PASSAGE TO READ:
· · · · · · ·

This is perhaps one of the most hilarious moments of my traveling life. To preface, I am one of the klutziest people alive. If there is a solid surface to run in to, I will run in to it. If there’s a chance for a soccer ball to hit my face, it will hit my face. If there is a hole in the ground for me to trip on, I will trip on it. In this case, it was a turnstile that thwarted my attempt to stay upright…I was at the end of my trip to Spain and Portugal in 2011, visiting a friend who had moved there. I had three days left which I was going to spend in Barcelona and would not be returning to Madrid before flying back to Seattle. As such, I needed to bring everything I had left in my friend’s apartment with me. All the souvenirs I had collected over the last three weeks. All my dirty laundry (I’m sure she loved me for that). No things left behind! As it turns out, I had bought more than I could fit in my luggage (like that’s never happened before). On top of my massive backpack which was packed to bursting, I had my carry on bag brimming with activities to entertain me on the flight, my large camera (in case any pictures needed to be taken RIGHT NOW!) and an enormous shopping bag full of stuff I had bought. I was heavily weighted down.

My flight was at 945am meaning I needed to catch an 8am train to the airport. 8am in Madrid, as in most places, is rush hour. The metro station was packed with commuters on their way to work. I bought my one way ticket to the airport and proceeded to make my way to the gate. When it was my turn, I put my ticket in the slot and walked through. Except I didn’t. I was stuck. The turnstile had come up between my legs and wouldn’t budge. I tried to think of how to fix this. I looked at all the unhappy people behind me, staring at me and wondering what the hell this crazy American tourist was doing and why was she holding up the line?! I started to panic. I should have bought another ticket! I should have walked faster! I’m going to be stuck here forever!

But no. I could get out of this. All I had to do was turn backwards, lift my leg up over the turnstile and slowly inch my way back until I was safely on the inside. Yeah, that’ll work. Good idea! So I put it into action. Only once again, things didn’t go quite according to plan. You see, I had failed to take in to account the weight of my backpack and what would happen to my balance if I leaned back on one foot. Nor did I realize that having all the extra stuff on my arms would prevent me from reaching out to stop my fall. All I knew was that the next moments were a flurry of flailing arms and legs, ending with me flat on my back, staring up at the ceiling with a hundred commuters¬†gawking¬†at me.

· · · · · · ·

MATERIAL PROVIDED:

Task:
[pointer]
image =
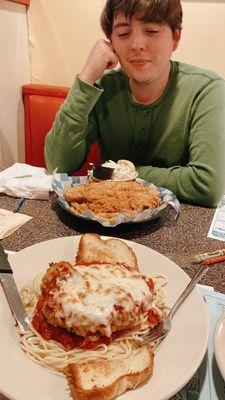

· · · · · · ·

DIRECTION 1: In the Madrid travel story, in which city did the narrator plan to spend the last three days of the trip?
DIRECTION 2: Continue the Madrid travel story from its final sentence, keeping its first-person voice and humorous tone.

RESPONSE 1: Barcelona.

RESPONSE 2:
Now. This ain’t my first rodeo in the humiliation department. I’ve fallen many times in public places. You just pick yourself up, dust yourself off, and go about your business. But this time, I couldn’t get up. My bag was so heavy, and I was in such an awkward position, I literally was unable to pull myself upright. Finally several kind-hearted bystanders lifted me to my feet. One lady even thought it prudent to inform me that my bag was too heavy. All I could say to her was “Gracias”. Realizing how funny this situation was, I laughed myself into an asthma attack all the way to the airport. Because nothing says “sane” to a train full of people like a girl with a lot of bags, sitting alone, cackling.

I found my original Facebook post about this incident and decided it was worth re-sharing as it pretty much sums things up.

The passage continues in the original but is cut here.